→ Short exercise: Present each line of the rows below as a numbered list, leaving out any blank lines.

→ Data section:

-.-.-

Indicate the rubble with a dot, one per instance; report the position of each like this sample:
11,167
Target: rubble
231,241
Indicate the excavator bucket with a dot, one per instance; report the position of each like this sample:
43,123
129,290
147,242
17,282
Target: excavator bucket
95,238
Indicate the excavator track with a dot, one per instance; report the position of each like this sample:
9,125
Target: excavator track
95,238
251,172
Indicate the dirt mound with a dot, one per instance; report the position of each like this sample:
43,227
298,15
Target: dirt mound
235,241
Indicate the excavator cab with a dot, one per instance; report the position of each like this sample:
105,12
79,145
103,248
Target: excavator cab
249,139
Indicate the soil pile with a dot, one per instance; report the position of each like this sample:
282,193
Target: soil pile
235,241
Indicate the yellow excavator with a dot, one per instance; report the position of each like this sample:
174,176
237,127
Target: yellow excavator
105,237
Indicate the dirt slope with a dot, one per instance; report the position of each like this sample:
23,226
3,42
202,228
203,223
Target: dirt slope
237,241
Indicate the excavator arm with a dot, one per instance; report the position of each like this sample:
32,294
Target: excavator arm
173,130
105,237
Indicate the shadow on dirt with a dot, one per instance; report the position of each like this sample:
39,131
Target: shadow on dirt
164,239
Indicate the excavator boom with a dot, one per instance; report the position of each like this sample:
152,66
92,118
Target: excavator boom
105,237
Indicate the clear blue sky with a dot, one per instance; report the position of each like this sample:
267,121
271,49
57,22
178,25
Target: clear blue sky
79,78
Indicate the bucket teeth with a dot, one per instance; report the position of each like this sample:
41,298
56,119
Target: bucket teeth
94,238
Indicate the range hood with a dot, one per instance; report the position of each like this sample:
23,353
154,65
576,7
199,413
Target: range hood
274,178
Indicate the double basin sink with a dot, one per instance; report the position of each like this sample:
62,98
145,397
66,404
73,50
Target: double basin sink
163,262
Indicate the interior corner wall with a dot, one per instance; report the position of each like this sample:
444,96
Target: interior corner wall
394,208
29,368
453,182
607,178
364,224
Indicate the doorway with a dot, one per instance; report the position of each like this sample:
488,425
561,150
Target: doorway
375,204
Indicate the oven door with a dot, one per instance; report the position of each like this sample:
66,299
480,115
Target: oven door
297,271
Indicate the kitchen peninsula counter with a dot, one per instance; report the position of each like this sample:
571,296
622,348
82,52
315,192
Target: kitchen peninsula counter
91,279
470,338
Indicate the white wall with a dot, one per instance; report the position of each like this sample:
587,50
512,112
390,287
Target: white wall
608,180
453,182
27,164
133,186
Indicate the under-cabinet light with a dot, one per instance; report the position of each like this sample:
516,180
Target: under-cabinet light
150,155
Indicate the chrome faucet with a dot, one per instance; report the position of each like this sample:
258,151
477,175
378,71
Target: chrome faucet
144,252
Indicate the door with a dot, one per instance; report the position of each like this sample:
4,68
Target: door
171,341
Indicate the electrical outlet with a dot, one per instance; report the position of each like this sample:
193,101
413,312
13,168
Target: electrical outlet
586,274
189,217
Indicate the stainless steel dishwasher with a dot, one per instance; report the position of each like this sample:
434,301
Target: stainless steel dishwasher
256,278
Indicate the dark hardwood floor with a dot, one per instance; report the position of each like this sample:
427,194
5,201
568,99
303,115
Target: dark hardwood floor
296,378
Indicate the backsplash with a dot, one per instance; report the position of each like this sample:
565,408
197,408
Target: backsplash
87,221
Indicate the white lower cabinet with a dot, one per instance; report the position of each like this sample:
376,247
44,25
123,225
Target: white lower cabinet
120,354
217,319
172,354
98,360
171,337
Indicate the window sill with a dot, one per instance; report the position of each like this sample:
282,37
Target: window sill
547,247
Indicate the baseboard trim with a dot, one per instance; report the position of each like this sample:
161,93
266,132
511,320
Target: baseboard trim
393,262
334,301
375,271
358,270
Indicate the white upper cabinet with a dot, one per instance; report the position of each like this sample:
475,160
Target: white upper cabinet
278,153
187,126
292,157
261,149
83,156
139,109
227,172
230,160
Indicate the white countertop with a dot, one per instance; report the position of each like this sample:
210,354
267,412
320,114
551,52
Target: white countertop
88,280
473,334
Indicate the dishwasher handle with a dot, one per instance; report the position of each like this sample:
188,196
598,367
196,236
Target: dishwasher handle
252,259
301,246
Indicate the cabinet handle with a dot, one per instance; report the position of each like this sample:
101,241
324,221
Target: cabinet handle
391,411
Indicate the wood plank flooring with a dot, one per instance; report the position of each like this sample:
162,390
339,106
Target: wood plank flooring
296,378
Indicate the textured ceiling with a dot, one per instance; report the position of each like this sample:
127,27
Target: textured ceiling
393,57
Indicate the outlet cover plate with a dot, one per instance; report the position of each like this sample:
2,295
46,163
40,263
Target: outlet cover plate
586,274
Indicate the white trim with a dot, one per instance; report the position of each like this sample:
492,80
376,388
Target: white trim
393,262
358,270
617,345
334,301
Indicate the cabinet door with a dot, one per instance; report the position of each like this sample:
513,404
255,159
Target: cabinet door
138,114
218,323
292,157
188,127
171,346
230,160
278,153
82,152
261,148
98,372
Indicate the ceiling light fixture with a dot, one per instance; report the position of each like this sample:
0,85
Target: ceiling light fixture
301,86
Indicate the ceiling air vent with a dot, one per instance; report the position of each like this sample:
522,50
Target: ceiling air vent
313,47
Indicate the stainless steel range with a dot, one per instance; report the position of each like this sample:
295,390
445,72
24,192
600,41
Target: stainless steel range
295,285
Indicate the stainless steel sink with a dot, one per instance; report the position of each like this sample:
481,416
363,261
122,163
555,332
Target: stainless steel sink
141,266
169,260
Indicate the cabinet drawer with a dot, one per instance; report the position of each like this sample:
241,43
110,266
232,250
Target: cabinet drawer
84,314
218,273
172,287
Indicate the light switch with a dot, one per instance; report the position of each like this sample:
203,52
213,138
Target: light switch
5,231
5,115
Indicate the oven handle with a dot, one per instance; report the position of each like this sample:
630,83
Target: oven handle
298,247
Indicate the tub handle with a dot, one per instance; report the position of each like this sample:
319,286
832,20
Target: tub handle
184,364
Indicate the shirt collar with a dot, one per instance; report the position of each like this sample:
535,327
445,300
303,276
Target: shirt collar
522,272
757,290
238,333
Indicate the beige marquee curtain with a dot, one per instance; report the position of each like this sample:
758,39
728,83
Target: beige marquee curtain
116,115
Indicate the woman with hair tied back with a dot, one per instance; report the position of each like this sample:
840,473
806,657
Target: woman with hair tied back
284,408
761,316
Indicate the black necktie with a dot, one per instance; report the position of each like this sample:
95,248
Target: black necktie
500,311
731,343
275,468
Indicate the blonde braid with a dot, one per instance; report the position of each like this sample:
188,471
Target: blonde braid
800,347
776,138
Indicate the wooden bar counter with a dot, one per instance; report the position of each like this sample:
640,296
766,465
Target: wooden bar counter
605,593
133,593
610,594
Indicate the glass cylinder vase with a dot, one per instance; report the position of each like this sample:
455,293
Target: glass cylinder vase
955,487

-.-.-

→ Full response:
1. Indicate the rubble with a dot, one per instance; report the position of each like this sample:
2. 11,167
3. Target: rubble
4. 231,241
5. Indicate the excavator bucket with a dot, one per instance; report the position of each like this sample:
6. 43,123
7. 129,290
8. 147,242
9. 17,282
10. Target: excavator bucket
11. 95,238
12. Indicate the excavator track with a dot, one per instance; report the position of each like this sample:
13. 9,125
14. Target: excavator track
15. 95,238
16. 251,172
17. Indicate the dirt mound with a dot, one per instance; report the position of each like this sample:
18. 43,227
19. 298,15
20. Target: dirt mound
21. 235,241
22. Indicate the excavator cab with a dot, one per instance; report the position of each like this sample:
23. 105,12
24. 79,145
25. 103,248
26. Target: excavator cab
27. 249,139
28. Indicate the soil pile with a dot, one per instance; report the position of each like this sample:
29. 282,193
30. Target: soil pile
31. 235,241
32. Indicate the yellow excavator with a dot, one per instance; report the position of each like this sample:
33. 174,176
34. 237,127
35. Target: yellow excavator
36. 105,237
37. Indicate the dirt slope with a dot, one per instance; report the position of each like this sample:
38. 23,226
39. 3,42
40. 202,228
41. 203,223
42. Target: dirt slope
43. 237,241
44. Indicate the excavator arm with a dot, one per instance; report the position of each like this sample:
45. 32,294
46. Target: excavator arm
47. 173,130
48. 105,237
49. Indicate the shadow on dirt with a dot, one per instance; report the position of each like this sample:
50. 39,131
51. Target: shadow on dirt
52. 164,239
53. Indicate the excavator boom with a dot, one per instance; report the position of each like this sample:
54. 152,66
55. 92,118
56. Target: excavator boom
57. 105,237
58. Indicate the clear blue sky with a dot, one per instance; report the position of each like this sample:
59. 267,121
60. 271,49
61. 57,22
62. 178,25
63. Target: clear blue sky
64. 79,78
65. Indicate the bucket teeth with a dot, one per instance; report the position of each like this sample:
66. 41,298
67. 56,119
68. Target: bucket teeth
69. 94,238
70. Indicate the range hood with a dot, one per instance; report the position of each like this sample:
71. 23,353
72. 154,65
73. 576,7
74. 199,413
75. Target: range hood
76. 274,178
77. Indicate the double basin sink with a dot, one per instance; report the position of each like this sample:
78. 62,98
79. 145,397
80. 66,404
81. 73,50
82. Target: double basin sink
83. 163,262
84. Indicate the interior corner wall with a dot, one per instance; report the position of each like this sample:
85. 444,96
86. Target: interior corner wall
87. 394,208
88. 29,368
89. 453,182
90. 607,178
91. 364,224
92. Indicate the doorway with a dot, one per instance; report the position of each like this sample:
93. 488,425
94. 561,150
95. Target: doorway
96. 375,204
97. Indicate the oven door with a dot, one per instance; report the position of each like this sample:
98. 66,299
99. 480,115
100. Target: oven door
101. 297,271
102. Indicate the kitchen peninsula counter with a dot, one per instance; report the position of each like this sample:
103. 571,296
104. 622,348
105. 82,52
106. 315,192
107. Target: kitchen peninsula counter
108. 91,279
109. 470,338
110. Indicate the white wall with a dot, one per instance; report the position of each like this sample:
111. 587,50
112. 512,112
113. 390,287
114. Target: white wall
115. 608,180
116. 453,182
117. 27,164
118. 133,186
119. Indicate the under-cabinet light with a dot, one per instance; report the position of each like this sample:
120. 516,180
121. Target: under-cabinet light
122. 150,155
123. Indicate the chrome faucet with a dot, one per instance; report the position of each like this sample:
124. 258,151
125. 477,175
126. 378,71
127. Target: chrome faucet
128. 144,252
129. Indicate the door with a dot, one per instance; report the position of each like this sample:
130. 4,68
131. Target: door
132. 171,341
133. Indicate the electrical outlet with a dot, one per instance; report the position of each like this sample:
134. 193,101
135. 413,312
136. 13,168
137. Target: electrical outlet
138. 586,274
139. 189,217
140. Indicate the stainless steel dishwasher with a dot, one per instance; report the position of each like this sample:
141. 434,301
142. Target: stainless steel dishwasher
143. 256,278
144. Indicate the dark hardwood floor with a dot, one per instance; report the position of each like this sample:
145. 427,194
146. 5,201
147. 568,99
148. 303,115
149. Target: dark hardwood floor
150. 296,378
151. Indicate the backsplash with a dot, one per instance; report the position of each like this sample:
152. 565,408
153. 197,408
154. Target: backsplash
155. 87,221
156. Indicate the white lower cabinet with a dot, one per instance; report the position of each like this sample:
157. 376,247
158. 44,25
159. 123,225
160. Target: white lower cabinet
161. 120,354
162. 217,319
163. 172,354
164. 98,360
165. 171,337
166. Indicate the window sill with a dot, one per instance; report the position of each like this sample:
167. 282,37
168. Target: window sill
169. 547,247
170. Indicate the baseboard trim with a dot, one per instance; report the position of each like this sample:
171. 161,93
172. 266,132
173. 511,320
174. Target: baseboard trim
175. 393,262
176. 334,301
177. 375,271
178. 358,270
179. Indicate the white upper cabinet with a dot, one per instance; report the position of each like this sample:
180. 475,160
181. Target: white upper cabinet
182. 278,153
183. 187,126
184. 292,157
185. 261,149
186. 83,156
187. 139,109
188. 227,172
189. 230,160
190. Indicate the white countertop with a dot, one per instance; report the position of each like this sample:
191. 210,354
192. 267,412
193. 320,114
194. 551,52
195. Target: white countertop
196. 88,280
197. 473,334
198. Indicate the dishwasher handle with a dot, one per instance; report the position of each like this sample:
199. 188,196
200. 598,367
201. 196,236
202. Target: dishwasher handle
203. 252,259
204. 301,246
205. Indicate the cabinet handle with a dot, one per instance; report the position of each like this sample:
206. 101,241
207. 324,221
208. Target: cabinet handle
209. 391,411
210. Indicate the wood plank flooring with a dot, one per instance; report the position of each like this sample:
211. 162,390
212. 339,106
213. Target: wood plank flooring
214. 296,378
215. Indicate the textured ceiling with a dot, one per instance; report the position of each like this sample:
216. 127,27
217. Target: textured ceiling
218. 393,57
219. Indicate the outlet cover plate with a dot, one per instance; report the position of each like this sample:
220. 2,295
221. 46,163
222. 40,263
223. Target: outlet cover plate
224. 586,274
225. Indicate the white trim with a dot, one per instance; report the position of each like this sample:
226. 492,80
227. 376,388
228. Target: white trim
229. 393,262
230. 358,270
231. 617,345
232. 334,301
233. Indicate the cabinet door with a dot, one per instance; report the position of each like this sample:
234. 513,404
235. 255,159
236. Target: cabinet door
237. 138,114
238. 218,323
239. 292,157
240. 188,127
241. 171,346
242. 230,160
243. 278,153
244. 82,152
245. 261,148
246. 98,372
247. Indicate the ceiling light fixture with a dot, one per instance; report the position of each like this sample:
248. 0,85
249. Target: ceiling light fixture
250. 301,86
251. Indicate the ceiling air vent with a dot, one per instance; report the position of each like this sample:
252. 522,50
253. Target: ceiling air vent
254. 313,47
255. Indicate the stainless steel range with a dot, one per instance; report the position of each like this sample:
256. 295,390
257. 445,72
258. 24,192
259. 600,41
260. Target: stainless steel range
261. 295,285
262. Indicate the stainless steel sink with a dot, one per instance; report the position of each like this sample:
263. 481,416
264. 363,261
265. 122,163
266. 555,332
267. Target: stainless steel sink
268. 141,266
269. 169,260
270. Indicate the cabinet drawer with a dot, one per instance; report the position of each like this sample:
271. 241,43
272. 110,266
273. 232,250
274. Target: cabinet drawer
275. 84,314
276. 218,273
277. 172,287
278. Indicate the light switch with a dot, one per instance; report the position of each like this sample:
279. 203,52
280. 213,138
281. Target: light switch
282. 5,231
283. 5,115
284. Indicate the oven handle with a dot, one per instance; report the position of each like this sample:
285. 630,83
286. Target: oven handle
287. 298,247
288. Indicate the tub handle with a dot, one per instance; report the position of each like this sample:
289. 319,286
290. 832,20
291. Target: tub handle
292. 184,364
293. Indicate the shirt collar with a dot, one per instance; report the position of each like this sample:
294. 535,327
295. 445,300
296. 303,276
297. Target: shirt collar
298. 522,272
299. 757,290
300. 238,333
301. Indicate the beige marquee curtain with a dot, one per instance; report the position of each like this sample:
302. 758,39
303. 728,83
304. Target: beige marquee curtain
305. 116,115
306. Indicate the woman with hair tied back with a dot, one per instance; report the position of each like this sample:
307. 840,473
308. 806,657
309. Target: woman with hair tied back
310. 284,408
311. 761,316
312. Indicate the black necktie with a dot, one per instance; report the position of each like this sample:
313. 95,248
314. Target: black necktie
315. 500,311
316. 731,343
317. 275,468
318. Indicate the blonde braid with a dot, one per instance; report the position of each like this sample:
319. 188,471
320. Target: blonde braid
321. 800,347
322. 776,138
323. Indicate the wooden bar counter with a dot, one per instance; report the position of each like this sample:
324. 640,296
325. 766,465
326. Target: wooden bar counter
327. 605,593
328. 133,593
329. 610,594
330. Indicate the glass cylinder vase with a dot, one per instance; report the position of each like this sample:
331. 455,293
332. Target: glass cylinder vase
333. 955,487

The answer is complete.